START
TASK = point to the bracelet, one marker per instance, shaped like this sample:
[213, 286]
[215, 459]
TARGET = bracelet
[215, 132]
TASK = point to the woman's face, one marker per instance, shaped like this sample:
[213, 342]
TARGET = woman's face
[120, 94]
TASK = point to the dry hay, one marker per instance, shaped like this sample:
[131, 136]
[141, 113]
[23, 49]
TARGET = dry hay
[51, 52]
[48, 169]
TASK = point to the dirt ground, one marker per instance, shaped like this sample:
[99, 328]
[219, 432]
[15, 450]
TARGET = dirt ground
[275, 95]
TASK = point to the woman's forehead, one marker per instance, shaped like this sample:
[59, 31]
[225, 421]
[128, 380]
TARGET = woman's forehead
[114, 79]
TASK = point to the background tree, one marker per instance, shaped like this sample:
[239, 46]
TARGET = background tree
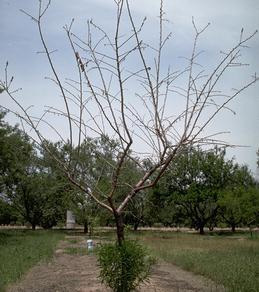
[195, 182]
[232, 200]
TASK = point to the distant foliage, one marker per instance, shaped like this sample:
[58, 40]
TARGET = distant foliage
[124, 267]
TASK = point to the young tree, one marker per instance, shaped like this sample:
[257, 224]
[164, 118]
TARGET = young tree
[121, 92]
[195, 182]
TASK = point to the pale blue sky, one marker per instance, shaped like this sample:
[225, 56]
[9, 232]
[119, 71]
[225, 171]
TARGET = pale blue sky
[19, 42]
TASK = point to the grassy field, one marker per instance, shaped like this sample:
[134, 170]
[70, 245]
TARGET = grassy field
[22, 249]
[230, 260]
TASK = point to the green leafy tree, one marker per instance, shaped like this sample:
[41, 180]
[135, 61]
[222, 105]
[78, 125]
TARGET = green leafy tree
[194, 183]
[232, 200]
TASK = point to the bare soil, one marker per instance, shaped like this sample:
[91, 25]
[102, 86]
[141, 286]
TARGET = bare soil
[79, 273]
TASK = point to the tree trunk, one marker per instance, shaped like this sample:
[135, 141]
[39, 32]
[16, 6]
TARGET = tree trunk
[136, 224]
[86, 227]
[119, 228]
[201, 228]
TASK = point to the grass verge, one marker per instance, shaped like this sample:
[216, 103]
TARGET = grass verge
[22, 249]
[232, 261]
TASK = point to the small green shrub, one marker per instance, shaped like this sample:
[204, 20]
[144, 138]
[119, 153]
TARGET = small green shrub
[124, 267]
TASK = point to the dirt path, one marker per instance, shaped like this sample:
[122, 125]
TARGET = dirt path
[79, 273]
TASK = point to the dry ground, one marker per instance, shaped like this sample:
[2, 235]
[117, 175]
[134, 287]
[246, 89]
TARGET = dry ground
[79, 273]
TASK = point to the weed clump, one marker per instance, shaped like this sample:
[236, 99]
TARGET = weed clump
[124, 267]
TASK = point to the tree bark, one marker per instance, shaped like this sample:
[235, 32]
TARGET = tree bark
[86, 227]
[136, 224]
[201, 228]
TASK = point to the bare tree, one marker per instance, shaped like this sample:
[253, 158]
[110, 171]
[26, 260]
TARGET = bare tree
[123, 91]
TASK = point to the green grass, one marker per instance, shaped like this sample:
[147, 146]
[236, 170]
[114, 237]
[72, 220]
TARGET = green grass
[22, 249]
[76, 250]
[232, 261]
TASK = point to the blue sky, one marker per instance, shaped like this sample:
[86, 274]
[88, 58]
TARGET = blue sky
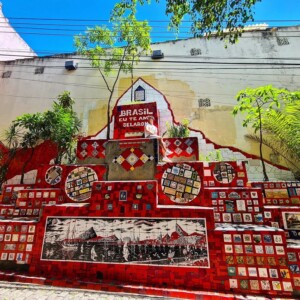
END
● **Directive**: Please report every line of the data above that contains the word "young", matching case exactly.

● **Result for this task**:
TASK = point to the young tree, one marker per instance, shaped like this sample:
TARGET = young tree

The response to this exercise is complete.